▶ Aim of the exercise: Reproduce verbatim the stretch of the letters to the editor below, from "When I started" through "working as a team.".

▶ Excerpted text:
• • • • • • •

In these times of uncertainty and frustration, Young stands out for his truthfulness and justice. I personally think citizens wold be doing an injustice to Douglas County’s judicial system if Young is not re-elected for the District Court position.

David and Beverly King

Gardnerville

Save the Minden siren

Editor:

The sound of the Minden siren is a proud tribute to the hundreds of volunteer firefighters that have served Douglas County over the years.

The siren, like many others that existed around the county, served as a means of notifying our volunteer firefighters to leave their place of work to respond to an emergency in the community.

Our volunteer firefighters donated their time and resources to build fire stations using community fundraisers to cover the cost of construction. They trained and responded to emergencies 24-7 regardless of the weather and without compensation for their time and effort. Often risking their lives to save others our volunteers came from every walk of life, farmers, ranchers, doctors, lawyers, judges, state senator, store owners and employees. Yes, and even Native Americans. Bently and Continental Telephone (now Verizon) were strong supporters of our volunteers.

The volunteer fire stations were central to the social structure of the communities around them. They were used as meeting places, fundraisers, polling places, emergency shelters and always available to the communities they served.

Volunteer firefighter companies with fire sirens have been central to communities across America. Many have evolved into sophisticated, all-paid, professional fire departments but many still exist as proud, competent, volunteer fire companies. Although East Fork has evolved into a predominantly paid professional department they still have a volunteer component.

When I started as East Fork fire chief 40 years ago the district firefighting force was all volunteer. Each volunteer organization was an independent, corporate entity, not part of county government. They included: Douglas County Engine Company (Minden); Gardnerville VFD; Genoa VFD; Sheriden VFD; Ranchos VFD,; Johnson Lane VFD; Topaz Lake VFD; Topaz Ranch Estates VFD; Ruhenstroth VFD; Jack’s Valley VFD (NDF) andFish Springs.

These separate VFDs worked together to support each other. They responded to each other’s emergencies, always working as a team.

• • • • • • •

▶ Supplied data:
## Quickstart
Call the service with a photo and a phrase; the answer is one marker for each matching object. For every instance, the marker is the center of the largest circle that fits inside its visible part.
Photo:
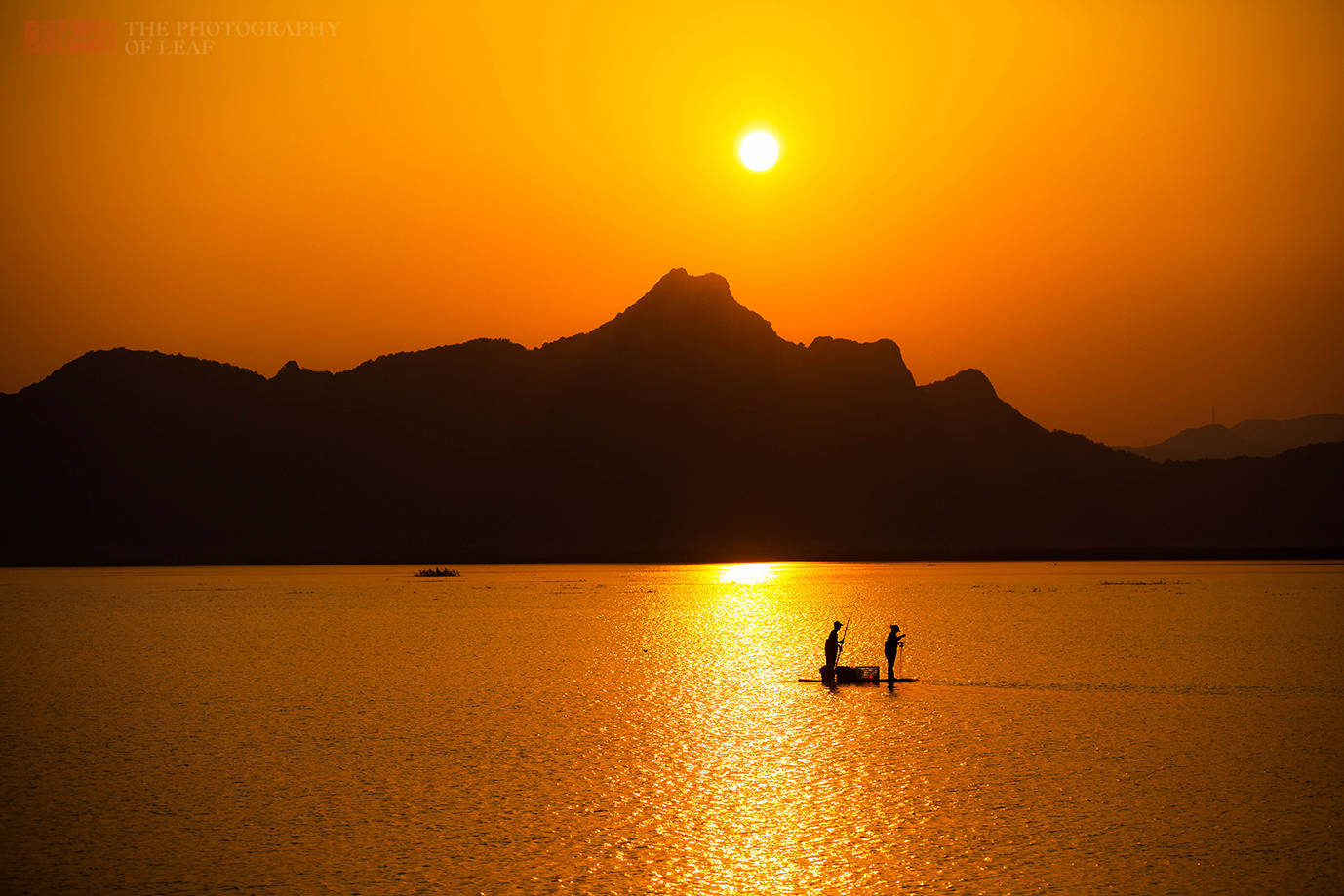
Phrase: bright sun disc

• • • • • • •

▶ Response box:
When I started as East Fork fire chief 40 years ago the district firefighting force was all volunteer. Each volunteer organization was an independent, corporate entity, not part of county government. They included: Douglas County Engine Company (Minden); Gardnerville VFD; Genoa VFD; Sheriden VFD; Ranchos VFD,; Johnson Lane VFD; Topaz Lake VFD; Topaz Ranch Estates VFD; Ruhenstroth VFD; Jack’s Valley VFD (NDF) andFish Springs.

These separate VFDs worked together to support each other. They responded to each other’s emergencies, always working as a team.